» Brano:
_ _ _ _ _ _ _

Camera dei Deputati. Fonte: Camera.it
Dalla prima bozza della legge di bilancio ora alla Camera è già possibile delineare la strategia economica del governo Meloni, che ancora una volta dimostra di conoscere molto bene il lato oscuro di noi italiani.
Il nuovo patto di stabilità europeo, approvato in maniera sostanzialmente incondizionata anche dall'Italia, reintroduce gran parte delle regole dell'austerity pre-Covid e ci impone un risparmio nei conti pubblici quantificabile, secondo l'Ufficio parlamentare di bilancio, tra gli 11 e i 13 miliardi di euro l'anno fino al 2031, il cui ammontare dovrà arrivare soprattutto da un imponente taglio della spesa pubblica.

_ _ _ _ _ _ _

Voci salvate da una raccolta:

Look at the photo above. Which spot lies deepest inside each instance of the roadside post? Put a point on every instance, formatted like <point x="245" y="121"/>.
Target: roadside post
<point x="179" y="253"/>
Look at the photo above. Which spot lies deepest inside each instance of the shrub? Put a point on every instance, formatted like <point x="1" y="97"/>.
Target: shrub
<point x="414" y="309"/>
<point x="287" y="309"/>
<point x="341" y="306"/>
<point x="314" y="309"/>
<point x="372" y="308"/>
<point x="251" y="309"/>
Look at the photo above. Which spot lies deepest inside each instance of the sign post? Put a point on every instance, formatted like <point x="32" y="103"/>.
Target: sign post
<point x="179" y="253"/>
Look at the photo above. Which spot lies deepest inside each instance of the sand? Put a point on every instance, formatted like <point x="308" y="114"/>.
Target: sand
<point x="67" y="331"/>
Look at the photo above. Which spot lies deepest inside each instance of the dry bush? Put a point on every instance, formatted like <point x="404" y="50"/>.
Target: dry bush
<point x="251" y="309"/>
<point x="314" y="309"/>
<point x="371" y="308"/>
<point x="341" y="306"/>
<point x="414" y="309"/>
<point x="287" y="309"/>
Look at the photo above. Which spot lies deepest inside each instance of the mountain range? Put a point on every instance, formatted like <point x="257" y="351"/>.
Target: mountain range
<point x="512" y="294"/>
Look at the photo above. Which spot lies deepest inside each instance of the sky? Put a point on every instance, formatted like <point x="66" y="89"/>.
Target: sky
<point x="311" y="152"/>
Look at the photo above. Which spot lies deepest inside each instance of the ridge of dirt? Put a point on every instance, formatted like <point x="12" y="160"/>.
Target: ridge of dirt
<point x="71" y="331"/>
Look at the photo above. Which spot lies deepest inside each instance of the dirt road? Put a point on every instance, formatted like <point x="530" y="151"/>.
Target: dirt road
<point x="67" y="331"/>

_ _ _ _ _ _ _

» Compito 1: Nel brano sulla legge di bilancio, quale organismo quantifica il risparmio che il nuovo patto di stabilità impone ai conti pubblici?
» Compito 2: Riscrivi il brano sulla legge di bilancio tra "Il nuovo patto" e "della spesa pubblica.", estremi inclusi, sostituendo "patto di stabilità" con "accordo di stabilità".
» Compito 3: Scrivi il seguito del brano sulla legge di bilancio, a partire dall'ultima frase riportata.

» Soluzione esercizio 1: L'Ufficio parlamentare di bilancio.

» Soluzione esercizio 2:
Il nuovo accordo di stabilità europeo, approvato in maniera sostanzialmente incondizionata anche dall'Italia, reintroduce gran parte delle regole dell'austerity pre-Covid e ci impone un risparmio nei conti pubblici quantificabile, secondo l'Ufficio parlamentare di bilancio, tra gli 11 e i 13 miliardi di euro l'anno fino al 2031, il cui ammontare dovrà arrivare soprattutto da un imponente taglio della spesa pubblica.

» Soluzione esercizio 3:
Per diluire e rimandare il più possibile l'impatto delle nuove regole nella percezione di massa, il governo procede su due fronti. Da un lato stabilizza una lieve detassazione del reddito individuale dei lavoratori dipendenti mediante una serie di misure, tra cui la resa strutturale del taglio del cuneo fiscale, dei nuovi scaglioni di reddito Irpef, nonché l'istituzione di una serie di incentivi per la natalità e di bonus sul salario accessorio. In questo modo si assicura la tenuta della sfera individuale della vita quotidiana di milioni di persone, ossia quella più immediatamente percepibile, e in fondo anche una loro complicità.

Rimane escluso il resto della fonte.